What needs to be done: All the data must be output exactly as given.

Extracted data entries

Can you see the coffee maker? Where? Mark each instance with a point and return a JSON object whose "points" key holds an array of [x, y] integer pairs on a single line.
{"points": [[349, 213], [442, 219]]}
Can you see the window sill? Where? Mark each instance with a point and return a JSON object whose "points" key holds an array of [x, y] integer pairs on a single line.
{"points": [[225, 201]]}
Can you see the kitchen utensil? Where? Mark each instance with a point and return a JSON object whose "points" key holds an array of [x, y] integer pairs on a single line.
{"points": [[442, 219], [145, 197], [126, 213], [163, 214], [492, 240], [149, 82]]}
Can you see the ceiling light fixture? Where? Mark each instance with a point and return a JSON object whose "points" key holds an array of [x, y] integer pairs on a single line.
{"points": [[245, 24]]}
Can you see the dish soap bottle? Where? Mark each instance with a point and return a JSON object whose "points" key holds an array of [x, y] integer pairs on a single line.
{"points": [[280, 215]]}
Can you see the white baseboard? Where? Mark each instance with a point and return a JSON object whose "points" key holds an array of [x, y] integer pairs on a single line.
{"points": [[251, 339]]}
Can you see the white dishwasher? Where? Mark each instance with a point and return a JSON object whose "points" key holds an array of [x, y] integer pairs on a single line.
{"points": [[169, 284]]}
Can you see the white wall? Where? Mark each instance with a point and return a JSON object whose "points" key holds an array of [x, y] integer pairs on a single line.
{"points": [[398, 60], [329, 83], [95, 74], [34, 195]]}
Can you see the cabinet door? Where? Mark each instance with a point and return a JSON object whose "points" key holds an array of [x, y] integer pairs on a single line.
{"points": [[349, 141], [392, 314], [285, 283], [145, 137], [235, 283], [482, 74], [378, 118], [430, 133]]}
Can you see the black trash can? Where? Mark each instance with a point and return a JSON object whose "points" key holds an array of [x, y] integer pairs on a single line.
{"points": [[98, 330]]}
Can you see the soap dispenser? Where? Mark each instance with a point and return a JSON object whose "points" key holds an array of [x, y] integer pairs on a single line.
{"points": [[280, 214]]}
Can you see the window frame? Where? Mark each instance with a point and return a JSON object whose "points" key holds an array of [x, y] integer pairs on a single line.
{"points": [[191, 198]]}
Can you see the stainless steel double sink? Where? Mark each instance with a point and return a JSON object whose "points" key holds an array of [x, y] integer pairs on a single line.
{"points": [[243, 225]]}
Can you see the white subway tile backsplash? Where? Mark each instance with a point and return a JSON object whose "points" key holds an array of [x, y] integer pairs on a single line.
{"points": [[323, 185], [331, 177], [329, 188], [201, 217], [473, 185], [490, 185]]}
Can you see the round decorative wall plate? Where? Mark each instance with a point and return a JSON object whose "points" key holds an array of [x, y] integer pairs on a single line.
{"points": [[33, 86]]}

Written response:
Can you see the coffee maker? Where? Mark each instance with a point and return a JSON object whose "points" key holds an array of [x, y] integer pairs on a single line.
{"points": [[349, 213], [442, 219]]}
Can you see the window sill? Where? Mark each instance with a point and return a JSON object whose "points" key holds an array of [x, y] integer pairs on a single line.
{"points": [[225, 201]]}
Can you see the kitchen utensil? Where? Mark each instance with a point and return a JSON object whose "points" key holds an array of [x, y] integer pairs on a single line.
{"points": [[442, 219], [145, 197], [126, 213], [163, 214], [492, 240], [149, 82]]}
Can you see the ceiling light fixture? Where? Mark each instance with a point and return a JSON object whose "points" key holds an array of [x, y] integer pairs on a single line.
{"points": [[245, 24]]}
Can you see the dish soap bottle? Where? Mark each instance with a point and return a JSON object whose "points" key holds an array of [x, y] integer pairs on a single line.
{"points": [[280, 215]]}
Can you see the white baseboard? Where? Mark each instance with a point and return a JSON object whose "points" key holds an array of [x, y] integer pairs on a single line.
{"points": [[251, 339]]}
Can you see the white dishwasher? Where? Mark each instance with a point and return a JSON object whose "points" key holds an array of [x, y] integer pairs on a single line.
{"points": [[169, 284]]}
Can you see the white wall? Where? Mark each instance with a point and return a JSON object whose "points" key holds an array of [x, y] integer pairs on a single line.
{"points": [[398, 60], [329, 83], [95, 74], [34, 195]]}
Can you see the cabinet door? Where? Mark each instance with a point and return a JSON object whose "points" key holds an array of [x, y] integer pairs on a single line.
{"points": [[349, 141], [392, 314], [285, 283], [145, 137], [235, 283], [482, 74], [378, 118], [430, 133]]}
Can you see the black trash can? Where? Mark each instance with a point and return a JSON object whose "points" key holds an array of [x, y] integer pairs on a single line.
{"points": [[98, 330]]}
Can you see the soap dispenser? Where? Mark each instance with a point and return a JSON object whose "points" key holds an array of [x, y] integer pairs on a single line.
{"points": [[280, 214]]}
Can you see the window frame? Where? Mark each instance with a point and return a JSON object whose "points" key holds an array of [x, y] integer pairs on a single line.
{"points": [[191, 198]]}
Can you see the stainless steel double sink? Where? Mark each instance with a point and return a JSON object whose "points" key holds an array of [x, y] integer pairs on a single line.
{"points": [[243, 225]]}
Can you see the white subway tile backsplash? Where? Mark each instance with a point and return a JSON object whose "points" key holds an array of [x, y] integer pairs on a single line.
{"points": [[323, 185], [331, 177], [329, 188], [201, 217], [473, 185], [490, 185]]}
Can you see the round decorative wall plate? Where? Mark each instance with a point and return a JSON object whose "points" key holds an array of [x, y] integer pairs on a single line.
{"points": [[33, 86]]}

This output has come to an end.